TASK TO COMPLETE:
Output the stretch of the records from the line containing "Can you spot the shrub" through the line containing "x=1047, y=749", both included, as a Markdown table with columns Row and Line. Give each non-blank line its own numbered row, and leave out blank lines and all other lines.
★ ★ ★ ★
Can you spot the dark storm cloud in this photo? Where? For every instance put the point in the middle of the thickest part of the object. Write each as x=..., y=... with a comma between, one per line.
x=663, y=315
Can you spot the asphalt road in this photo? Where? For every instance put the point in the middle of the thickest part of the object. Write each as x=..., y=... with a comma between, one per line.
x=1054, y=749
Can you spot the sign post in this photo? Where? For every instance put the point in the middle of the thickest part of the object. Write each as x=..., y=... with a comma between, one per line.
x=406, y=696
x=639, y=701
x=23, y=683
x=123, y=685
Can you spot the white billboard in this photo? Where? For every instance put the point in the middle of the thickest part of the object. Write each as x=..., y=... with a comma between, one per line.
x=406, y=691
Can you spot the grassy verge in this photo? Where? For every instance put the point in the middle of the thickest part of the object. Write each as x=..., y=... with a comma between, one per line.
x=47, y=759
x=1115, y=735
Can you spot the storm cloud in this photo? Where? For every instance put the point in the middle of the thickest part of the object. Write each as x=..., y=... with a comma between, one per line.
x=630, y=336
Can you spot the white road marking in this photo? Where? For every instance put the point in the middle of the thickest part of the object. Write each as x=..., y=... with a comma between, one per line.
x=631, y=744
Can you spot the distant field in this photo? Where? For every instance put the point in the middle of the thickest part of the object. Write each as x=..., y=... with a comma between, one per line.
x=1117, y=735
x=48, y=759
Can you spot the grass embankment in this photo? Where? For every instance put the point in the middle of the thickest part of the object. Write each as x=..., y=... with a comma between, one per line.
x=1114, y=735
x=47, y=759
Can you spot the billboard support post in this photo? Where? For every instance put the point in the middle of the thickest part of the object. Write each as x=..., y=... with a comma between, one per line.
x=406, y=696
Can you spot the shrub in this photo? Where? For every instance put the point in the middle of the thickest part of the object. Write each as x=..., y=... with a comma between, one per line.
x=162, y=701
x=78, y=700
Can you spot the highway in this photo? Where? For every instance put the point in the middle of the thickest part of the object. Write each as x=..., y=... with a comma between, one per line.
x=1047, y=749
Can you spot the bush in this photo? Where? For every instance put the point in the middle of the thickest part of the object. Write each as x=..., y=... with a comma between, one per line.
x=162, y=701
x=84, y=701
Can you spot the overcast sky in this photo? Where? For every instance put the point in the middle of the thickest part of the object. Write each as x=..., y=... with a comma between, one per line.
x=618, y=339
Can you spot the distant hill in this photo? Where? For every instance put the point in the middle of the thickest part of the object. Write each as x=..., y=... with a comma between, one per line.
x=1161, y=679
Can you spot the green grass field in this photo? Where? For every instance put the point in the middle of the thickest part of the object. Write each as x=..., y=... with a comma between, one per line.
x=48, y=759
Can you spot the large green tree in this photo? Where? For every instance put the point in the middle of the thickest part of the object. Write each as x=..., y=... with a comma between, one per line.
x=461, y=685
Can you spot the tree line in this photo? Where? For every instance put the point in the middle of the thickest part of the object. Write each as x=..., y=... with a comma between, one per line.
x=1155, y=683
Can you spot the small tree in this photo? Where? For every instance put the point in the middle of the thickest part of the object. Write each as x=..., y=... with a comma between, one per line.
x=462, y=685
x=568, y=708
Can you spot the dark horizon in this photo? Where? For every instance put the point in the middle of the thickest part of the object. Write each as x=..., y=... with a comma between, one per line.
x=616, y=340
★ ★ ★ ★
OUTPUT OF THE EXERCISE:
| Row | Line |
|---|---|
| 1 | Can you spot the shrub in this photo? Where? For every instance put the point in the middle of the thickest part of the object. Write each as x=..., y=... with a comma between, one per line. |
| 2 | x=162, y=701 |
| 3 | x=78, y=700 |
| 4 | Can you spot the highway in this photo? Where? For every instance put the point in the middle of the thickest part of the object. Write each as x=..., y=... with a comma between, one per line. |
| 5 | x=1047, y=749 |